Distributed processing vs Distributed DBMS

Distributed processing:

  • A centralized database that is accessed over a computer network

  • For example: the client server architecture

  • This is not the same as a distributed DBMS

Distributed processing vs Distributed DBMS

Design of a distributed DBMS

In addition to ER modelling, we have to consider also:

  • Fragmentation:

    • How to break a relation into fragments

    • Fragments can be horizontal/vertical/mixed

  • Allocation:

    • How fragments are allocated at the several sites

    • Aim is to reach an “optimal” distribution (efficient, reliable,…)

  • Replication

    • Which fragments are stored in multiple sites (and which sites)

Choices for Fragmentation and Allocation:

  • Based on how the database is to be used

  • Quantitative and Qualitative information is used

  • Quantitative information (mainly for fragmentation)

    • The frequency with which specific transactions are run

    • The (usual) sites from which transactions are run

    • Desired performance criteria for the transactions

  • Qualitative information (mainly for allocation):

    • The relations/attributes/tuples being accessed

    • The type of access (read/write)

▶ [Challenge]: Extend the notes on distributed DBMS design, picking up right after the final line, "The type of access (read/write)".

▶ [Collected data]:
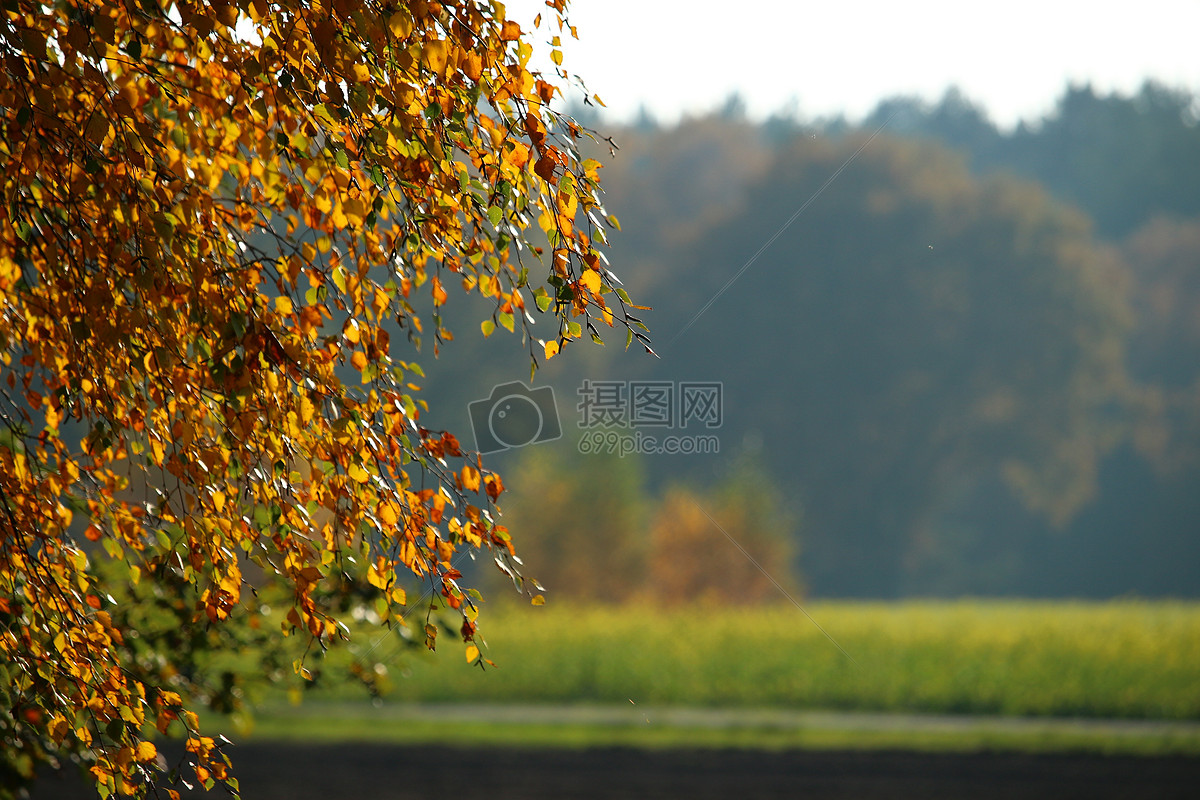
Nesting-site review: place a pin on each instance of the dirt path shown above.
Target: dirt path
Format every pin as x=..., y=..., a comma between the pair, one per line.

▶ [The reply]:
  • Strategic objectives for the choices about the fragments

    • Locality of reference

      • Data to be stored close to where it is used

      • If a fragment is used at several sites then replication is useful

    • Reliability and availability

      • Improved by replication

      • If one site fails, there are other fragment copies available

Further strategic objectives

  • Acceptable performance

    • Bad allocation results in “bottleneck” effects (a site receives too many requests so has bad performance)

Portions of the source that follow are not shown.